• [The task]:
Extract every record, keeping each one exactly as it is.

• [Source material]:
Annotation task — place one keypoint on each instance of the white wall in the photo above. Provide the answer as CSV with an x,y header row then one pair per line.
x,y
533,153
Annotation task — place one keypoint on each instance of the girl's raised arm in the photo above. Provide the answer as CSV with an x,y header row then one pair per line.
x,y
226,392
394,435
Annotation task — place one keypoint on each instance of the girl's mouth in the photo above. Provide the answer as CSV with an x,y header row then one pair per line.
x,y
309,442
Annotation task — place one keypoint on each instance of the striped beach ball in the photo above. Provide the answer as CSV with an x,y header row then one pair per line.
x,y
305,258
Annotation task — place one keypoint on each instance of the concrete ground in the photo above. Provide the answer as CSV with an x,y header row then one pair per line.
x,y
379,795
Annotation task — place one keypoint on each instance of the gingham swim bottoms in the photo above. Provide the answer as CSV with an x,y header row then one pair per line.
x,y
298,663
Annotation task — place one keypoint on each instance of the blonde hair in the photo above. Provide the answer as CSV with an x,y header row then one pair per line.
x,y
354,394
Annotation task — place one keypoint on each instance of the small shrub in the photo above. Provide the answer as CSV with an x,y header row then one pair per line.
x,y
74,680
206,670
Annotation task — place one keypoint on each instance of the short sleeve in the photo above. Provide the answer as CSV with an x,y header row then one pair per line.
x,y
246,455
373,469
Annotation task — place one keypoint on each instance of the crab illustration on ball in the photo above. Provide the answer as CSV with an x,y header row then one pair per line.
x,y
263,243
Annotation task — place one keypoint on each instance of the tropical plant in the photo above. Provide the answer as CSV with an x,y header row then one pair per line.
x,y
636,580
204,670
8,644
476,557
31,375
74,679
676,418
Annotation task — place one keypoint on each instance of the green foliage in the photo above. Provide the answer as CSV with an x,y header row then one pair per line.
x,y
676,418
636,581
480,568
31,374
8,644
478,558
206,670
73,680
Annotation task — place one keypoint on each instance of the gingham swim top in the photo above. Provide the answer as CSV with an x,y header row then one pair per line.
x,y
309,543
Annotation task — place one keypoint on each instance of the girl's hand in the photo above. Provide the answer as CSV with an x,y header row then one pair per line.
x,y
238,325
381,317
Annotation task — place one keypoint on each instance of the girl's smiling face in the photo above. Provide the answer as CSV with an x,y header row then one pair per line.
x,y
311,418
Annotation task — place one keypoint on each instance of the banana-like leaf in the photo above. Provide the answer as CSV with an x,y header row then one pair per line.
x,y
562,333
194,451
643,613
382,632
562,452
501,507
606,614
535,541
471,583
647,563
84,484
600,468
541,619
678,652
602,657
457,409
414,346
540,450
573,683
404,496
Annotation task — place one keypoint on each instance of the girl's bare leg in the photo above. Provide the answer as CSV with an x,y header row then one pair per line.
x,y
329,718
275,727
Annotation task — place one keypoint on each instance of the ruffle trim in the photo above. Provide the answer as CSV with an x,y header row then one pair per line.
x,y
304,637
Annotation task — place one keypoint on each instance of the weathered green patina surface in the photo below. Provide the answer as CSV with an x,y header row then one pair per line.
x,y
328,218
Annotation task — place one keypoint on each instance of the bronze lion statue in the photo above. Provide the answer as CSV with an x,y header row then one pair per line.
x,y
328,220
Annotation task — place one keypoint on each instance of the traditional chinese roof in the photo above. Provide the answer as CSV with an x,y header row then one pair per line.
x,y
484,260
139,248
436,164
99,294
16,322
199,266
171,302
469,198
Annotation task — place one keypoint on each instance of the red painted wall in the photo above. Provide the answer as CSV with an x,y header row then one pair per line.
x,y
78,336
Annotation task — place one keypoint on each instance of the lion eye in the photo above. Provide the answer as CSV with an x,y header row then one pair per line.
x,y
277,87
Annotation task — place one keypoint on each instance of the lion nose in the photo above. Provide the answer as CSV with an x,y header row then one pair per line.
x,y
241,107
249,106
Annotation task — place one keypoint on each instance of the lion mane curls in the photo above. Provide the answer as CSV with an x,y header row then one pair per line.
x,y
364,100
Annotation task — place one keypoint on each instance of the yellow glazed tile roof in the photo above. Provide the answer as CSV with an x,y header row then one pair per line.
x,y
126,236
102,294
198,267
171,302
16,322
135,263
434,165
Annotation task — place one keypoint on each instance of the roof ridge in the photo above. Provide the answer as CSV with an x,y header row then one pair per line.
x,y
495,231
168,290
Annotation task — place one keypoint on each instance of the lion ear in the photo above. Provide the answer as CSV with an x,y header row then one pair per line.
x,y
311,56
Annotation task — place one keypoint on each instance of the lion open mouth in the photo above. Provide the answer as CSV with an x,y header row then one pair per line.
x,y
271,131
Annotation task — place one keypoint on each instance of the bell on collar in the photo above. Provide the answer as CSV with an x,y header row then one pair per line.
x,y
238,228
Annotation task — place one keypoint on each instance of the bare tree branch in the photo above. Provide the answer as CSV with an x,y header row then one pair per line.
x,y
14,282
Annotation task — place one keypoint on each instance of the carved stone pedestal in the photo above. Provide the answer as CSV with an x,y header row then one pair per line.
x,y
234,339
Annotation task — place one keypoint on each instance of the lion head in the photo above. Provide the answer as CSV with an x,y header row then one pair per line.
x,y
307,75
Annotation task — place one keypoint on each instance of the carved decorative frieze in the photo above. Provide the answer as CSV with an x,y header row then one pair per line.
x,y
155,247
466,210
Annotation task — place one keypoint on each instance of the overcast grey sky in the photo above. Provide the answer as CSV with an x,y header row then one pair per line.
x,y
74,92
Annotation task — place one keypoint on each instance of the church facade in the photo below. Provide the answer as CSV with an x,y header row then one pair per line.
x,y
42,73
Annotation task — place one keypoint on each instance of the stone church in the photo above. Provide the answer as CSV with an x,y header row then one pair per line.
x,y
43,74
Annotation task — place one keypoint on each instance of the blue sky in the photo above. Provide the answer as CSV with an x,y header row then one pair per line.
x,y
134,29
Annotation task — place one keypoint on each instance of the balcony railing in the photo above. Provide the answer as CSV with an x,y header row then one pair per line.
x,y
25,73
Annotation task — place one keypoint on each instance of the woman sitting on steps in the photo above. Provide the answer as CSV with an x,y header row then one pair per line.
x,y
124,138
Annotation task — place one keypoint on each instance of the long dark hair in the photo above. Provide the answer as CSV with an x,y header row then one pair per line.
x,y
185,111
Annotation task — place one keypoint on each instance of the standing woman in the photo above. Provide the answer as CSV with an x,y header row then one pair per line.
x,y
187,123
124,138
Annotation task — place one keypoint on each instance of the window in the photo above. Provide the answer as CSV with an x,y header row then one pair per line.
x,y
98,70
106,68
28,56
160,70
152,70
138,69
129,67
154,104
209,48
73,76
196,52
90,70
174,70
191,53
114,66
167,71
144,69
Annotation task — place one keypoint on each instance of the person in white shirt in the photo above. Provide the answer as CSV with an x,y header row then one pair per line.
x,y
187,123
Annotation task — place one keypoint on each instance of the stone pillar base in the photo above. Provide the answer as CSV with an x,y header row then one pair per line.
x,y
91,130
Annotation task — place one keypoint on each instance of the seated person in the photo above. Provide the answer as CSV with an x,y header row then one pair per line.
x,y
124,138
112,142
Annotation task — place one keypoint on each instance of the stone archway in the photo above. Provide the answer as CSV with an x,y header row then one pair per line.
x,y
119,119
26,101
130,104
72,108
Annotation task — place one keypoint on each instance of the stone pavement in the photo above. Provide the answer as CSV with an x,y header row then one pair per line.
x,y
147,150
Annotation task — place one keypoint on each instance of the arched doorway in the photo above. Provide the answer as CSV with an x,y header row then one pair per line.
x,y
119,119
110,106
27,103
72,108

• [Written response]:
Annotation task — place one keypoint on each instance of the white wall in the photo above. Provide the answer as CSV with an x,y header row then one pair per line.
x,y
533,153
Annotation task — place one keypoint on each instance of the girl's raised arm in the photo above. Provide the answer as CSV with an x,y header row then one pair per line.
x,y
226,392
394,435
Annotation task — place one keypoint on each instance of the girl's mouth in the photo above. Provide the answer as CSV with an x,y header row then one pair per line.
x,y
309,442
Annotation task — place one keypoint on each instance of the striped beach ball in the photo above. Provide the answer as CSV with an x,y header row then one pair per line.
x,y
305,258
Annotation task — place one keypoint on each instance of the concrete ground in the photo above. Provide the answer as CSV with an x,y header row then one pair per line.
x,y
379,795
Annotation task — place one keypoint on each instance of the gingham swim bottoms in the photo above. Provide the answer as CSV with an x,y header row then one pair per line.
x,y
298,663
Annotation task — place one keypoint on each instance of the blonde hair in the photo above. Provide the answer as CSV with an x,y header row then one pair per line.
x,y
354,394
Annotation task — place one keypoint on each instance of the small shrub in the photo above. Provide the answer as CSV with an x,y header row then one pair per line.
x,y
74,680
206,670
Annotation task — place one keypoint on each instance of the short sleeve in the photo above. Provide the answer as CSV with an x,y header row then one pair per line.
x,y
246,455
373,469
Annotation task — place one keypoint on each instance of the crab illustration on ball in the photo above. Provide the answer as CSV with an x,y header row then one pair per line.
x,y
263,243
Annotation task — place one keypoint on each instance of the tropical plant in the photo above. Provide the answer as CSV with an x,y header row then one pair per line.
x,y
636,580
204,670
8,644
476,557
31,375
74,679
676,418
Annotation task — place one keypoint on each instance of the green foliage in the photo above. Provide the answer as CSV with an x,y header row then one pair per line.
x,y
676,418
636,581
480,568
31,374
8,644
478,558
206,670
73,680
Annotation task — place one keypoint on each instance of the gingham swim top in the photo above. Provide the answer as CSV with an x,y header row then one pair per line.
x,y
309,543
Annotation task — place one keypoint on each instance of the girl's hand in the photo above. Provide the answer as CSV with an x,y header row then one pair per line.
x,y
238,325
381,317
Annotation task — place one keypoint on each instance of the girl's smiling face in the photo above. Provide the answer as CSV with an x,y header row then one pair per line.
x,y
311,418
Annotation task — place one keypoint on each instance of the banana-like leaf in the photo above. Provide the answer as CSV with an x,y header row then one pair per line.
x,y
562,333
194,451
643,613
382,632
562,452
501,507
606,614
535,541
471,583
647,563
84,484
600,468
541,619
678,652
602,657
457,409
414,346
540,450
573,683
404,496
Annotation task — place one keypoint on each instance of the girl's bare leg in the photo above. Provide the answer as CSV with an x,y header row then one pair per line.
x,y
329,718
275,727
Annotation task — place one keypoint on each instance of the ruffle trim in the photo above. Provide the answer as CSV with an x,y header row then one pair per line.
x,y
304,637
Annotation task — place one keypoint on each instance of the weathered green patina surface in the photo below. Provide the answer as CSV with an x,y header row then one pair per line.
x,y
328,218
Annotation task — place one keypoint on each instance of the bronze lion statue in the photo above. Provide the answer as CSV with an x,y header row then one pair per line.
x,y
328,220
Annotation task — place one keypoint on each instance of the traditional chinese roof in the photo above. Provide the answer as CSV with an x,y header row then one pair per line.
x,y
484,260
139,248
436,164
99,294
16,322
199,266
171,302
469,198
Annotation task — place one keypoint on each instance of the red painted wall in the photo above. Provide the answer as CSV with an x,y header row then one pair per line.
x,y
78,336
Annotation task — place one keypoint on each instance of the lion eye in the photo above. Provide the answer as CSV with an x,y header row then one pair per line.
x,y
277,87
Annotation task — place one keypoint on each instance of the lion nose in the photo above. Provide the answer as CSV with an x,y header row then one pair per line.
x,y
241,107
249,106
Annotation task — place one keypoint on each instance of the lion mane curls in the photo above. Provide the answer as CSV with an x,y header row then one pair per line.
x,y
364,100
Annotation task — place one keypoint on each instance of the yellow glazed tile roof in the photo above. Provide the answer as CSV with an x,y header row then one pair per line.
x,y
126,236
102,294
198,267
171,302
16,322
135,263
434,165
Annotation task — place one keypoint on each instance of the roof ridge in the photo above. Provide the answer as CSV with an x,y header row then one pair per line.
x,y
495,231
168,290
Annotation task — place one keypoint on each instance of the lion ear in the photo above. Provide the answer as CSV with an x,y header row then one pair per line.
x,y
311,56
Annotation task — place one keypoint on each instance of the lion open mouth in the photo above. Provide the answer as CSV with an x,y header row then one pair per line.
x,y
271,131
Annotation task — place one keypoint on each instance of the bell on collar in the photo above. Provide the answer as CSV with an x,y header row then one pair per line.
x,y
238,228
Annotation task — place one keypoint on each instance of the bare tree branch in the photo above. Provide the answer as CSV with an x,y header row then one pair per line.
x,y
14,282
Annotation task — place one keypoint on each instance of the carved stone pedestal in the photo above. Provide the answer as CSV with an x,y header row then one pair per line.
x,y
234,339
Annotation task — place one keypoint on each instance of the lion head in the photo above. Provide the answer as CSV with an x,y header row then one pair per line.
x,y
307,75
Annotation task — place one keypoint on each instance of the carved decorative frieze in the photo above. Provide the answer as CSV with an x,y header row then one pair per line.
x,y
155,247
466,210
Annotation task — place one keypoint on each instance of the overcast grey sky in the photo above. Provide the answer as CSV with an x,y header row then one pair per line.
x,y
74,92
Annotation task — place one keypoint on each instance of the church facade in the photo below. Provide the answer as CSV with an x,y header row then one pair per line.
x,y
42,73
Annotation task — place one keypoint on each instance of the stone church in the photo above. Provide the answer as CSV with an x,y header row then one pair per line.
x,y
43,74
Annotation task — place one keypoint on each instance of the blue sky in the photo above. Provide the answer as CSV with an x,y header row then one pair per line.
x,y
134,29
Annotation task — place one keypoint on each instance of the balcony railing in the photo above. Provide the answer as CSV with an x,y header row then one pair per line.
x,y
25,73
Annotation task — place one keypoint on each instance of the woman sitting on steps in the photo above. Provide the answer as CSV with an x,y header row then one pair per line.
x,y
124,138
Annotation task — place one keypoint on each instance of the long dark hair in the photo above. Provide the answer as CSV with an x,y header row then one pair per line.
x,y
185,111
Annotation task — place one keypoint on each instance of the standing woman in the photo above. Provide the answer as CSV with an x,y header row then one pair per line.
x,y
187,123
124,138
Annotation task — place one keypoint on each instance of the window in the photo above. Provide the answer as CSV with an x,y header row then one pair per line.
x,y
98,70
106,68
28,56
160,70
152,70
138,69
129,67
154,104
209,48
73,76
196,52
90,70
174,70
191,53
114,66
167,71
144,69
Annotation task — place one keypoint on each instance of the person in white shirt in the photo above. Provide the answer as CSV with an x,y header row then one pair per line.
x,y
187,123
Annotation task — place one keypoint on each instance of the stone pillar base in the photo above. Provide the answer as CSV with an x,y header row then one pair per line.
x,y
91,130
Annotation task — place one keypoint on each instance of the seated person in the photo above. Provide the answer as CSV with an x,y header row then one pair per line.
x,y
124,138
112,142
Annotation task — place one keypoint on each instance of the stone archway in the photo above. Provide the answer as CSV with an x,y header row then one pair per line.
x,y
119,119
26,101
130,104
72,108
Annotation task — place one keypoint on each instance of the stone pavement in the photo above. Provide the answer as CSV with an x,y header row then one pair per line.
x,y
147,150
Annotation task — place one keypoint on each instance of the arched doorway in the photo above. Provide the answer as CSV with an x,y header row then one pair per line.
x,y
119,119
110,106
27,103
72,108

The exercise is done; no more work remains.